▸ **Required action**: Only the number is needed. Please count the lines below in which the word "stone" occurs.

--- Records to process ---

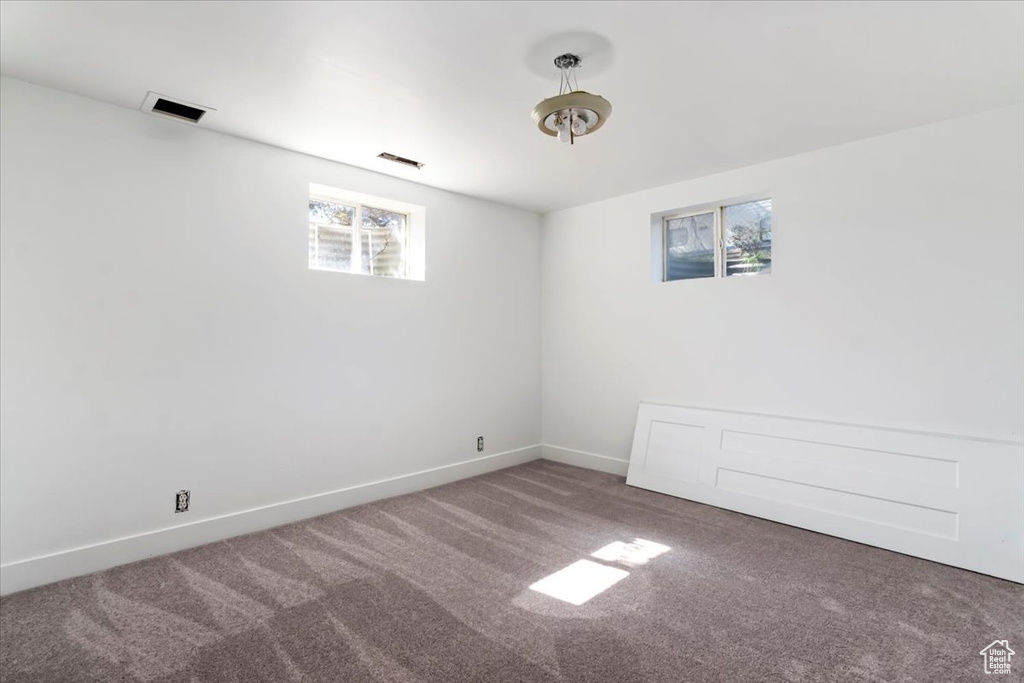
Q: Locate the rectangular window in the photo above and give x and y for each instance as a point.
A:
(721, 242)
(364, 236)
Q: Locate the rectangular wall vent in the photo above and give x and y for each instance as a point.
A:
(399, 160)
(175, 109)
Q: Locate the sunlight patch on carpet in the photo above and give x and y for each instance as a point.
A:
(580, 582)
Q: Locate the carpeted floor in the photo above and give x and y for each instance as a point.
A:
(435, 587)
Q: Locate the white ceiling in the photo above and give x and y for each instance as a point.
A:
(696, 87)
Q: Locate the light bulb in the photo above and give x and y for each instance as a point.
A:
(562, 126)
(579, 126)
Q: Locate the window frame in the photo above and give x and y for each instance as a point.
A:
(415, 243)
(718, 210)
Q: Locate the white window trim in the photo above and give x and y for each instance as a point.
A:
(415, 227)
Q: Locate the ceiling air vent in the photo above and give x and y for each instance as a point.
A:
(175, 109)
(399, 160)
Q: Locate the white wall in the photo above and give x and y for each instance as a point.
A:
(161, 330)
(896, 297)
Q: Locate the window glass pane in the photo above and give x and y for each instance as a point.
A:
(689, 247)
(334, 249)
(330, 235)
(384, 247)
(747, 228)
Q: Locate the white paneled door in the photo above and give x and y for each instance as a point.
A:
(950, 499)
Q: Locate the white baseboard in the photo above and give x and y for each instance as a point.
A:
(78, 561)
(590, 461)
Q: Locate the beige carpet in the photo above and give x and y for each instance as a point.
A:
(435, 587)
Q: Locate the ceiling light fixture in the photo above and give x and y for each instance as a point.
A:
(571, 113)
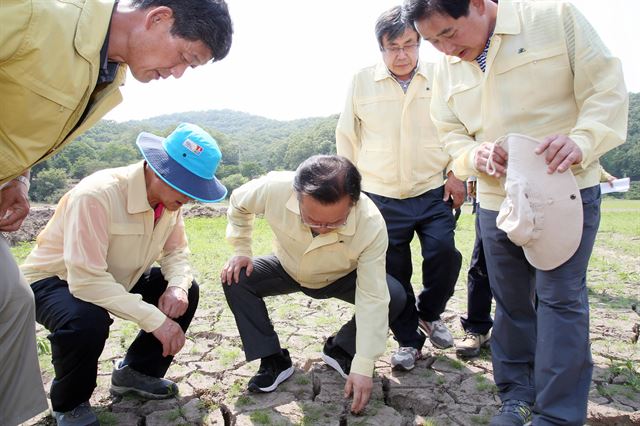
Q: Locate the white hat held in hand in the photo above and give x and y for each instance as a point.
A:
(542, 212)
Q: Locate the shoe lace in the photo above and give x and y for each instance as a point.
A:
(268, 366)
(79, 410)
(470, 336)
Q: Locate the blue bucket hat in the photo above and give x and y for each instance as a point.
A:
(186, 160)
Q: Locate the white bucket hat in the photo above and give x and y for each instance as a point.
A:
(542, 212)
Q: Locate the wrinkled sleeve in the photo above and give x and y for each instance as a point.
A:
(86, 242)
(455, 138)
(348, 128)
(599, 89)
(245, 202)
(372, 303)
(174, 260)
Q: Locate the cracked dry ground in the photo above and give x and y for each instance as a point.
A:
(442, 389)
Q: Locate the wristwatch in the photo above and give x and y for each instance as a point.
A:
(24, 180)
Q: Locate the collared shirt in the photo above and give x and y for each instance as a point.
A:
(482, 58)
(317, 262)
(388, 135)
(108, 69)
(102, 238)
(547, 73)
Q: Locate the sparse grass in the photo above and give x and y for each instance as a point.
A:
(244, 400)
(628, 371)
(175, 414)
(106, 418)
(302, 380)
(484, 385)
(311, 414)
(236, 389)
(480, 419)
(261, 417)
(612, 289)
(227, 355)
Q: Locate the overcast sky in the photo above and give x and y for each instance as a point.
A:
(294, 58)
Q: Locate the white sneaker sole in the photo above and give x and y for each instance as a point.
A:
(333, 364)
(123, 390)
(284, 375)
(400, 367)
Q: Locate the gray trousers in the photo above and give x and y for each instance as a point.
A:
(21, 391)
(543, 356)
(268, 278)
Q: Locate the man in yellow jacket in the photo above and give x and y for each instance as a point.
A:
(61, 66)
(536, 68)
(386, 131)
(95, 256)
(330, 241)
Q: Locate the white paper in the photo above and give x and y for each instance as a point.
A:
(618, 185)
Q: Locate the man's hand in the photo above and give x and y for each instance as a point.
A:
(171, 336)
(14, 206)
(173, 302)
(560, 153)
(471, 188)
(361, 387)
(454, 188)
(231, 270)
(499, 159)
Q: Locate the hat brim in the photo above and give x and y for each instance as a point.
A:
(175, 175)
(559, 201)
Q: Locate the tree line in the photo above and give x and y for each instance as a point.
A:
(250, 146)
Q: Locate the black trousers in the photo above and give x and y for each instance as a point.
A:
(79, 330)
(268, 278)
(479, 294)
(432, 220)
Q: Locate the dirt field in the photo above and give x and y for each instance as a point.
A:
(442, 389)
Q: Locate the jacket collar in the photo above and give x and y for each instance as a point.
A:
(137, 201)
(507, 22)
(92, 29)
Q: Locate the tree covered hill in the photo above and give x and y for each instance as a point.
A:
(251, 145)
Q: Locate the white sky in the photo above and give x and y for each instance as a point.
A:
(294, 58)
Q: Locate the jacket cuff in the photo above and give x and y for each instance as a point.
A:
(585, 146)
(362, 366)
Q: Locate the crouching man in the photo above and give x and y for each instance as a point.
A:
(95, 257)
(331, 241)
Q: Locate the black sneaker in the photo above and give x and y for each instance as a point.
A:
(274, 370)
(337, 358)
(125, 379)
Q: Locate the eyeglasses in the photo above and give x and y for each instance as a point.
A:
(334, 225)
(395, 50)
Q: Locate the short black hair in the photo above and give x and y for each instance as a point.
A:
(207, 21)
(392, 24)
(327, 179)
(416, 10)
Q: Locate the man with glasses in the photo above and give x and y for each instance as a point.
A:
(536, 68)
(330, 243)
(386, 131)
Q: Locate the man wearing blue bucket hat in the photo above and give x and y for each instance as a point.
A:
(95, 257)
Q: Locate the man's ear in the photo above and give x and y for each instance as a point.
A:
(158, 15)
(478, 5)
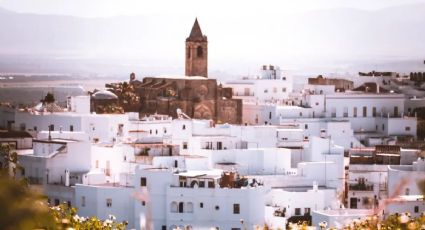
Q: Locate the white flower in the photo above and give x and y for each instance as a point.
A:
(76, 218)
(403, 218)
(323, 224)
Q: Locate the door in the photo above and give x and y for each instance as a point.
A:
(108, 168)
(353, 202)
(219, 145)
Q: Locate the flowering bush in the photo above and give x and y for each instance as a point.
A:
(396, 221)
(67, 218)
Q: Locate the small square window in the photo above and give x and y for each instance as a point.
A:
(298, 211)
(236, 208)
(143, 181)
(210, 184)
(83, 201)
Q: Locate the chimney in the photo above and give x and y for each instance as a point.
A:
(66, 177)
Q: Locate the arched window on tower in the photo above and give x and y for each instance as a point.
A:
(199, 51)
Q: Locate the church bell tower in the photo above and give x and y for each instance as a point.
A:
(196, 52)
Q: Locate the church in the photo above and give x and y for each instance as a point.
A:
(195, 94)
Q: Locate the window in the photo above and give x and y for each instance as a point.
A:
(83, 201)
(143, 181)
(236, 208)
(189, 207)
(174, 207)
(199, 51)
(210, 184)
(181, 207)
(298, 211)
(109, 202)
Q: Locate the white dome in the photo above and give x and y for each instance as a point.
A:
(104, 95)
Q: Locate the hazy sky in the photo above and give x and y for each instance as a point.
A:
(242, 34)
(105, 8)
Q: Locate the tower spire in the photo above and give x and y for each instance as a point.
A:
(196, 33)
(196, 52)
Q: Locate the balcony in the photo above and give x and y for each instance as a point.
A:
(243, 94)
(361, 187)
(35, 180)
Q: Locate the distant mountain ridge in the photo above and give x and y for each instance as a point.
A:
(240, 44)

---
--- Records to process ---

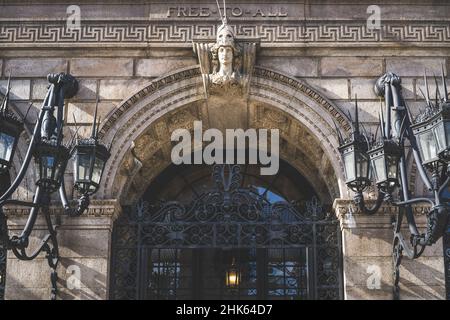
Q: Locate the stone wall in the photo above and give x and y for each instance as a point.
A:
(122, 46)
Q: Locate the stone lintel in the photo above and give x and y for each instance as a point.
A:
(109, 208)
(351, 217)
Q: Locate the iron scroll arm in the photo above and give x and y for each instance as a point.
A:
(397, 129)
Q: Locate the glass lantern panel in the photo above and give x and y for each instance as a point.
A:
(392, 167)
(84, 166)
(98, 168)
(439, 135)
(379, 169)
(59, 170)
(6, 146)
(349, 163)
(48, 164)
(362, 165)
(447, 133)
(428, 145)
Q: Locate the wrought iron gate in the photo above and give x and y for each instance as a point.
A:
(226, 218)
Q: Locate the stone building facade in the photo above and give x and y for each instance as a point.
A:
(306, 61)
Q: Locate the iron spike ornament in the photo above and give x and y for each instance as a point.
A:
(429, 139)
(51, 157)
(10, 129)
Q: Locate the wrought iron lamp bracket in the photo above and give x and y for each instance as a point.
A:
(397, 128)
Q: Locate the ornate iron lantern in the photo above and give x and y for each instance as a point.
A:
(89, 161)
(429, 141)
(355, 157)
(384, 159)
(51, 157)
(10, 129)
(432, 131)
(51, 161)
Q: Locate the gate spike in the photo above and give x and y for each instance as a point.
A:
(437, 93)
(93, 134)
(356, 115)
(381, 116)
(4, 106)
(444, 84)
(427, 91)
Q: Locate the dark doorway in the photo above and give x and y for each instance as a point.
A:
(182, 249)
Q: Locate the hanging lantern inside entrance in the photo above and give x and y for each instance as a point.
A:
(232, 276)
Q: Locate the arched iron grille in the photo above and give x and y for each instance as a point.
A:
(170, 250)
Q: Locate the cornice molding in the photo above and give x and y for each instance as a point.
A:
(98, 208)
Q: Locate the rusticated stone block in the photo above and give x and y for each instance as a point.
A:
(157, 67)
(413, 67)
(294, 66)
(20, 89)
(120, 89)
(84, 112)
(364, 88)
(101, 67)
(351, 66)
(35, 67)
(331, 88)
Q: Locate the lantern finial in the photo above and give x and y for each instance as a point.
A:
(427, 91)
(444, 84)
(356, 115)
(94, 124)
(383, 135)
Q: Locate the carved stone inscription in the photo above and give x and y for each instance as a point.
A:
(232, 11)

---

▸ **Exercise solution**: 5